» **EXERCISE TASK**:
Copy out each of the following records word for word, with no changes.
=== RECORDS ===
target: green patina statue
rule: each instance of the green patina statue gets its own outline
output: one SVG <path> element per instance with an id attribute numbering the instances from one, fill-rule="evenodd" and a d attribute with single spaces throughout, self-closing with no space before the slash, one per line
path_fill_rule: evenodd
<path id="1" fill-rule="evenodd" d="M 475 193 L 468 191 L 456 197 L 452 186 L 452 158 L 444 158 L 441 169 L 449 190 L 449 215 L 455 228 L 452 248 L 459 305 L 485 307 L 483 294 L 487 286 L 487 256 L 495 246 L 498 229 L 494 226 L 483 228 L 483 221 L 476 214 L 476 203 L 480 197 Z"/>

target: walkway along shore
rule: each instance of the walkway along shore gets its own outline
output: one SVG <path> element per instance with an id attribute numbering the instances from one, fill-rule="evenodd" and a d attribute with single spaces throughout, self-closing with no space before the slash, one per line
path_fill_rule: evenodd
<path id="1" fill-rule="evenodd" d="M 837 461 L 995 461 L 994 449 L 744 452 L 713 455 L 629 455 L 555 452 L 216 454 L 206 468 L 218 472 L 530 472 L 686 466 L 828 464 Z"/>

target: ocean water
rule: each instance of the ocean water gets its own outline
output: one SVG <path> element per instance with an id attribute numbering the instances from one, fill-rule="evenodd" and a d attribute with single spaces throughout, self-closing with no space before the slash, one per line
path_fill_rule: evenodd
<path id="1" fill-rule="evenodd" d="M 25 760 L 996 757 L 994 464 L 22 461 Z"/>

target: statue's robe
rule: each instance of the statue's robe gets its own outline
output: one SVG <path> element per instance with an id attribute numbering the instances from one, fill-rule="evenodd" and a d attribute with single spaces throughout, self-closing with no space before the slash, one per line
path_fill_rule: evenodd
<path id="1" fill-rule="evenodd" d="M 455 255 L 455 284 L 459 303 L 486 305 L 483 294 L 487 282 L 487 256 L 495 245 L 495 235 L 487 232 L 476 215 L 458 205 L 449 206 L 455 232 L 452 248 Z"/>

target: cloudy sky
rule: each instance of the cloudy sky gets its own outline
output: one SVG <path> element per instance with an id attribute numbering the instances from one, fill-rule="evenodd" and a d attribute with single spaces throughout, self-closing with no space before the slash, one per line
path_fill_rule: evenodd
===
» **RESPONSE FOR THIS EXERCISE**:
target: green patina statue
rule: each instance of the green patina statue gets its own outline
output: one SVG <path> element per instance with an id attribute numbering the instances from one, fill-rule="evenodd" and a d attribute with single spaces throughout, self-closing with no space before the slash, one per line
path_fill_rule: evenodd
<path id="1" fill-rule="evenodd" d="M 475 193 L 468 191 L 456 197 L 452 186 L 452 158 L 444 158 L 441 169 L 449 190 L 449 215 L 455 228 L 452 248 L 459 305 L 485 307 L 483 294 L 487 286 L 487 256 L 495 246 L 498 229 L 494 226 L 483 228 L 483 221 L 476 214 L 476 203 L 480 197 Z"/>

target: walkway along shore
rule: each instance of the walkway along shore gets its own outline
output: one SVG <path> element per instance with an id attribute numbering the instances from one, fill-rule="evenodd" and a d attribute with single spaces throughout, self-closing with no space before the slash, one per line
path_fill_rule: evenodd
<path id="1" fill-rule="evenodd" d="M 837 461 L 995 461 L 994 449 L 744 452 L 713 455 L 629 455 L 555 452 L 216 454 L 206 468 L 218 472 L 530 472 L 686 466 L 828 464 Z"/>

target: ocean water
rule: each instance of the ocean water gets its own outline
output: one SVG <path> element per instance with an id attribute numbering the instances from one, fill-rule="evenodd" and a d attribute with single spaces throughout, self-closing with no space before the slash, one per line
path_fill_rule: evenodd
<path id="1" fill-rule="evenodd" d="M 25 760 L 996 757 L 994 464 L 22 461 Z"/>

target: statue's robe
rule: each instance of the statue's robe gets its own outline
output: one SVG <path> element per instance with an id attribute numbering the instances from one, fill-rule="evenodd" and a d attribute with single spaces throughout, self-closing with no space before the slash, one per line
path_fill_rule: evenodd
<path id="1" fill-rule="evenodd" d="M 455 255 L 455 284 L 459 303 L 486 305 L 483 294 L 487 282 L 487 256 L 495 245 L 495 235 L 487 232 L 476 215 L 458 205 L 449 206 L 455 232 L 452 248 Z"/>

target: cloudy sky
rule: each instance of the cloudy sky gets its own outline
output: one SVG <path> element per instance with an id attribute numbering the instances from one, fill-rule="evenodd" and a d attribute with single spaces throughout, self-closing with no space before the slash, one per line
path_fill_rule: evenodd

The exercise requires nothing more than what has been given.